**Task:**
A verbatim transcription of every record below is required.

┌─ Exercise materials

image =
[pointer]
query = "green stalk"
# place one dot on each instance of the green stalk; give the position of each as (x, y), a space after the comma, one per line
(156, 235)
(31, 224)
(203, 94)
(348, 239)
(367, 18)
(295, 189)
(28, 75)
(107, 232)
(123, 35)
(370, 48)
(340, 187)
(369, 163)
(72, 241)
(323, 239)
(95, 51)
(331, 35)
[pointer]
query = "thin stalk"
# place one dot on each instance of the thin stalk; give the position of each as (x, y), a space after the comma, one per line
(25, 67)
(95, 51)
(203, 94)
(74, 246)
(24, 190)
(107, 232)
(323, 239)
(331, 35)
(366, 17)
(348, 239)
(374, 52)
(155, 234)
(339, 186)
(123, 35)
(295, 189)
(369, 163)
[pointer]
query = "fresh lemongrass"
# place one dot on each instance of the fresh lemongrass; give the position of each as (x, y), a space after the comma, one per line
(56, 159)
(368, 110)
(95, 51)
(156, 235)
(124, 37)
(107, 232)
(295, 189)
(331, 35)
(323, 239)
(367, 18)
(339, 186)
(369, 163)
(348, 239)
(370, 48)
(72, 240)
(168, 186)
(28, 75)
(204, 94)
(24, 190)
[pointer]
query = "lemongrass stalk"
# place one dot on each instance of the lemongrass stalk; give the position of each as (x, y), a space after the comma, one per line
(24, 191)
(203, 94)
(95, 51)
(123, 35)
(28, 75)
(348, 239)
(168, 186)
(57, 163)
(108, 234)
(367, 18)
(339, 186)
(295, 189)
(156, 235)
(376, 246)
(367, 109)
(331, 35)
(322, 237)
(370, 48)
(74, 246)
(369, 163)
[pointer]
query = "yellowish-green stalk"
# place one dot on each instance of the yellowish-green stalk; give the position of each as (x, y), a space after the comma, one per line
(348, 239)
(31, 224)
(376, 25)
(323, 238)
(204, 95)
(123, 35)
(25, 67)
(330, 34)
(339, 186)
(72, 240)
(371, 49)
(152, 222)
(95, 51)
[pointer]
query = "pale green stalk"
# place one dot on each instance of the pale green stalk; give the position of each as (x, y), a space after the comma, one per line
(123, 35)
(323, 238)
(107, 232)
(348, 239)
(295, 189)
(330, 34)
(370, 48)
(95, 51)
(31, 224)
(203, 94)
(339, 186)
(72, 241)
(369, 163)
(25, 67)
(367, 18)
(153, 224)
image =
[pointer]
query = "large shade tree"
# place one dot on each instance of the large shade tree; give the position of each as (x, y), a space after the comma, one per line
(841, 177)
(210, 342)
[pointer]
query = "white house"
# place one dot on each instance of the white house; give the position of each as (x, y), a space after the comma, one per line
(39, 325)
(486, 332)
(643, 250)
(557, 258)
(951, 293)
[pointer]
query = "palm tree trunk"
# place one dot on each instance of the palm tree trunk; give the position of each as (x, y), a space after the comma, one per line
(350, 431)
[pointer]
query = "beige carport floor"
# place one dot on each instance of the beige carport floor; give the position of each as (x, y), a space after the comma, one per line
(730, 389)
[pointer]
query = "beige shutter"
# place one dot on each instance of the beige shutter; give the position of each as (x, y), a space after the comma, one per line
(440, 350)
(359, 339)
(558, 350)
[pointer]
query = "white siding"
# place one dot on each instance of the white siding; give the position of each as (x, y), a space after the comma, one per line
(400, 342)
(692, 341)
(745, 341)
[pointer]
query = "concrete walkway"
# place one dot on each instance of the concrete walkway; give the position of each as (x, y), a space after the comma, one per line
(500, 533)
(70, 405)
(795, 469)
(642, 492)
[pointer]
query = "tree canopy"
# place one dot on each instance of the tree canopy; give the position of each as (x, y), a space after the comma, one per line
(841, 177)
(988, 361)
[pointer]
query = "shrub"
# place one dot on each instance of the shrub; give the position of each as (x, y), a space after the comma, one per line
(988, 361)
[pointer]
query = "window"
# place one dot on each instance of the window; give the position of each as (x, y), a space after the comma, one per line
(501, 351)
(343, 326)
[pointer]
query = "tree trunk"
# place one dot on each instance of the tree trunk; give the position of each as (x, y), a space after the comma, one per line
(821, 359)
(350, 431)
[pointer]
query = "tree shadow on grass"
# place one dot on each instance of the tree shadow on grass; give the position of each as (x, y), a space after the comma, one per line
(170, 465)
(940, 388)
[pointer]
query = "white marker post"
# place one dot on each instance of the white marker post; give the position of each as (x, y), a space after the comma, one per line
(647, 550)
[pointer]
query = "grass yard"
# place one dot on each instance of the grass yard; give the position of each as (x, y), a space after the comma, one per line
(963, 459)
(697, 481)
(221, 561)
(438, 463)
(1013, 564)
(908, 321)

└─

**Expected answer:**
image =
[pointer]
query = "green stalk"
# place one dot on each instance of the green stalk; give the position of each as (x, y), a space after the comma, one per line
(156, 235)
(31, 224)
(203, 94)
(348, 239)
(367, 18)
(295, 189)
(28, 75)
(107, 232)
(123, 35)
(370, 48)
(340, 187)
(369, 163)
(72, 241)
(323, 239)
(95, 51)
(331, 35)
[pointer]
query = "thin stalk"
# place one dot on each instance of the thin stalk; give the position of each as (x, y), a space after the comma, one per line
(25, 67)
(95, 51)
(203, 94)
(74, 246)
(24, 190)
(107, 232)
(323, 239)
(331, 35)
(366, 17)
(348, 239)
(374, 52)
(155, 234)
(339, 186)
(123, 35)
(295, 189)
(369, 163)
[pointer]
query = "fresh lemongrass"
# place one dot on each instance of the fresh lemongrass; give the position of each as (x, y), a space after the comma, one per line
(56, 159)
(368, 110)
(95, 51)
(156, 235)
(124, 37)
(107, 232)
(295, 189)
(331, 35)
(323, 239)
(367, 18)
(339, 186)
(369, 163)
(348, 239)
(370, 48)
(72, 240)
(168, 186)
(28, 75)
(204, 94)
(24, 190)
[pointer]
query = "lemongrass stalk"
# place one dot on each instance of the lemongrass stalk; give the position of each as (x, y), a space after the comma, one per line
(24, 191)
(203, 94)
(95, 51)
(123, 35)
(28, 75)
(348, 239)
(168, 186)
(57, 163)
(108, 234)
(367, 18)
(339, 186)
(295, 189)
(156, 235)
(376, 246)
(367, 109)
(331, 35)
(322, 237)
(370, 48)
(74, 246)
(369, 163)
[pointer]
query = "yellowish-green stalk"
# place one dot on each instance of the yellowish-green stalk; give the position of each as (x, y), a space after the comma, one per line
(348, 239)
(31, 224)
(376, 25)
(323, 238)
(204, 95)
(123, 35)
(25, 67)
(330, 34)
(339, 186)
(72, 240)
(371, 49)
(152, 222)
(95, 51)
[pointer]
query = "pale green stalk"
# place one dot on each instance of the pale green stalk; give the position of each as (x, y), a space after the comma, one per line
(123, 35)
(323, 238)
(107, 232)
(348, 239)
(295, 189)
(330, 34)
(370, 48)
(95, 51)
(31, 224)
(203, 94)
(339, 186)
(72, 241)
(369, 163)
(25, 67)
(367, 18)
(153, 224)
image =
[pointer]
query = "large shade tree"
# place one dot on each instance of the large shade tree; give the position of each as (x, y), a space after the comma, one per line
(841, 177)
(210, 342)
[pointer]
query = "white house"
# place one dot on each instance of the white house; give the position of each as (x, y), a space after the comma, one per line
(39, 325)
(486, 332)
(643, 250)
(557, 258)
(951, 293)
[pointer]
query = "palm tree trunk"
# place one dot on each instance of the palm tree trunk; give the position of each as (x, y), a space after the comma, one per line
(350, 431)
[pointer]
query = "beige carport floor"
# place one dot on each instance of the beige carport floor; give the position of each as (x, y), a space after the comma, one per line
(730, 389)
[pointer]
query = "beige shutter"
# place one dot on each instance of the beige shutter; give the position of each as (x, y), a space after the comma, one per line
(440, 350)
(359, 339)
(558, 350)
[pointer]
query = "white siding"
# place one dot on each instance of the white siding; give the position of each as (x, y), a space after the comma, one per line
(400, 342)
(692, 341)
(745, 341)
[pointer]
query = "concrete walkway"
# place one dot on each instance of the concrete walkway; give the position of each as (x, y), a space after the comma, one per line
(500, 533)
(70, 405)
(795, 469)
(642, 492)
[pointer]
query = "tree canopy"
# place one dot on each instance of the tree canopy; give the position of each as (x, y), a space after the comma, one per line
(841, 177)
(988, 361)
[pointer]
query = "shrub"
# place one dot on each instance of the shrub; give the position of each as (x, y), a space after the comma, one per line
(988, 361)
[pointer]
query = "window"
# place one dot on each instance of the window; give the position of each as (x, y), a space after the comma, one per line
(501, 351)
(343, 326)
[pointer]
query = "tree trunk"
# place one dot on each instance of the tree trunk; give the position of each as (x, y), a space after the comma, one per line
(821, 359)
(350, 431)
[pointer]
query = "tree shadow on grass"
# place one dot on each instance of the tree shadow on grass; give the position of each as (x, y), a space after the comma, one per line
(170, 465)
(940, 388)
[pointer]
query = "white marker post"
# place one dot on each instance of the white marker post; give the position of each as (x, y), a space after the comma, one per line
(647, 550)
[pointer]
query = "grass yard"
# place one dot on each instance of the grass yard; give the position of each as (x, y), a space after the comma, one per line
(963, 459)
(697, 481)
(221, 561)
(438, 463)
(1013, 564)
(908, 321)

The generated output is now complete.